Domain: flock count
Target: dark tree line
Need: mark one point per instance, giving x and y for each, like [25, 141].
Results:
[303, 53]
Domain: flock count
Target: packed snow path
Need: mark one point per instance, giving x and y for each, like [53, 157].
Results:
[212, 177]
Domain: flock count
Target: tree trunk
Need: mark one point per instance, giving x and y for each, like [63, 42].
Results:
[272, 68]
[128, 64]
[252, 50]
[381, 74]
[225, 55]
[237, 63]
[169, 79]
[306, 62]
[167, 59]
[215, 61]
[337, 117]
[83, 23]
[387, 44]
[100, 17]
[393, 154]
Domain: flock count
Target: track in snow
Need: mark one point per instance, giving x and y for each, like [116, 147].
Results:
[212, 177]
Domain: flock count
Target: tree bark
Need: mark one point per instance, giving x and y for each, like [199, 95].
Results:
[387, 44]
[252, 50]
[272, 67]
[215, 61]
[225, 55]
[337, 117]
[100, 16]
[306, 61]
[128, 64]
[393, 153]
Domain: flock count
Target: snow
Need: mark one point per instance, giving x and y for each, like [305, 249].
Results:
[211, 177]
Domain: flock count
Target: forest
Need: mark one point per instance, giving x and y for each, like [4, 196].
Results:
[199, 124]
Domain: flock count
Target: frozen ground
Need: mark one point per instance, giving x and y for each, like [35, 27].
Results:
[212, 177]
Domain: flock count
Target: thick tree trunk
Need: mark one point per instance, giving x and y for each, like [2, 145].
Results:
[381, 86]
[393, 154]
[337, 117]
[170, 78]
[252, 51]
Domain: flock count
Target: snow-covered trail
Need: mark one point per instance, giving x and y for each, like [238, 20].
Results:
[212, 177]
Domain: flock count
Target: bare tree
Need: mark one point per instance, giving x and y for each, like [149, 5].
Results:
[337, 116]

▬▬▬

• **WHAT YOU NEED TO DO**: Copy each line of the entries exactly.

• **SOLVED PROBLEM**:
Domain: flock count
Target: dark tree line
Need: mark one point per instance, giving x and y for each, like [25, 141].
Results:
[303, 53]
Domain: flock count
Target: packed snow path
Need: mark one point per instance, giving x and y for each, like [53, 157].
Results:
[212, 177]
Domain: flock count
Target: tree trunk
Need: mark one point per instance, giving x and y for each, like [63, 42].
Results:
[272, 68]
[128, 64]
[252, 50]
[381, 74]
[225, 55]
[237, 63]
[169, 79]
[306, 62]
[167, 59]
[215, 61]
[337, 117]
[83, 23]
[387, 44]
[100, 17]
[393, 154]
Domain: flock count
Target: track in snow
Need: mark one point per instance, giving x and y for each, like [116, 147].
Results:
[212, 177]
Domain: flock count
Target: tree bark
Need: mark one point per instance, giving x and y for each, like [199, 95].
Results:
[387, 44]
[252, 50]
[272, 67]
[215, 61]
[225, 55]
[337, 117]
[100, 16]
[306, 61]
[128, 64]
[393, 153]
Domain: flock count
Target: snow
Need: mark one point per instance, giving x and y for each, like [305, 249].
Results:
[211, 177]
Domain: flock count
Target: forest
Need: mark one point per instance, giving x and y for each, like [4, 196].
Results:
[199, 124]
Domain: flock count
Target: frozen ground
Need: mark one point per instance, giving x and y for each, like [35, 27].
Results:
[212, 177]
Domain: flock count
Target: thick tree trunk
Need: mark one point per instance, giving x and y for each, like [2, 145].
Results:
[381, 86]
[393, 154]
[337, 117]
[170, 78]
[252, 51]
Domain: flock count
Target: snow-covered trail
Need: mark one point per instance, giving x and y for each, like [238, 20].
Results:
[212, 177]
Domain: flock count
Target: bare tree
Need: mark one point per instance, giving x and y for each, like [149, 5].
Results:
[337, 116]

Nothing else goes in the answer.